[Coordinate annotation entries]
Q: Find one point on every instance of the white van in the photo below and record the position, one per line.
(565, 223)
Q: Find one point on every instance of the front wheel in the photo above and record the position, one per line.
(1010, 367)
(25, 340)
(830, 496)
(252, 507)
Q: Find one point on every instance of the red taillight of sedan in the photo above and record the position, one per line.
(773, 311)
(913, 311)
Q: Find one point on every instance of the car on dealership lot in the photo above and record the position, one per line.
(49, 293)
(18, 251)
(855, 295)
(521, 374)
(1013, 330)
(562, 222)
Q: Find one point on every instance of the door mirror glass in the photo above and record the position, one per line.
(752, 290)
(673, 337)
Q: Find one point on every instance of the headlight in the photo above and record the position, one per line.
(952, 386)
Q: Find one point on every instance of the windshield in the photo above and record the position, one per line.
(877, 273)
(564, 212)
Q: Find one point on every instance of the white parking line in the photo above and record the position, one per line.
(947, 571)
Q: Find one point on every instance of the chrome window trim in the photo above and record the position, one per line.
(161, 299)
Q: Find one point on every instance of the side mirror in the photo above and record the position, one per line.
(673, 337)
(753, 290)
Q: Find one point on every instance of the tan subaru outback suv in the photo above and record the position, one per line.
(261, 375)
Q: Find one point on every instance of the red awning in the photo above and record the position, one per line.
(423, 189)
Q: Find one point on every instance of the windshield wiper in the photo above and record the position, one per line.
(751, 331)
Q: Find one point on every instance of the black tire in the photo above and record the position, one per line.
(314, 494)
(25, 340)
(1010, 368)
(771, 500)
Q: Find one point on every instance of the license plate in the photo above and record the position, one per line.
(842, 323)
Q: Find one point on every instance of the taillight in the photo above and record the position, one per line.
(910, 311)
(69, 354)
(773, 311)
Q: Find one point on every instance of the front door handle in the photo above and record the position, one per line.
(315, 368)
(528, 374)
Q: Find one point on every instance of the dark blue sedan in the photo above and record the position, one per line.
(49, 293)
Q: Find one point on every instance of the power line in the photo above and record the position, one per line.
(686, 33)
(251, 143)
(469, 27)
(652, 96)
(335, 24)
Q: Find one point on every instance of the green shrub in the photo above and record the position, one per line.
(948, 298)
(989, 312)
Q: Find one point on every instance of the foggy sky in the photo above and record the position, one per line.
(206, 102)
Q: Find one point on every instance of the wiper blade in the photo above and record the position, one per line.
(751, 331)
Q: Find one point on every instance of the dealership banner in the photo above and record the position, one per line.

§ **What to produce**: Starting at the line containing "Q: Find one point on every instance of the foggy" and ending at the last line of the entries, reproduce every line in that span, leaving the Q: lines unchanged and offsetting each coordinate value in the answers by 113.

§ **Written response**:
Q: Find one point on every instance of the foggy sky in the photo above and record the position, one per line.
(319, 215)
Q: Find one point on every instance of the wiper blade in the photo above and record the position, one per line.
(864, 444)
Q: Find one point on every instance of the dealership banner in the photo above and record the position, one per line.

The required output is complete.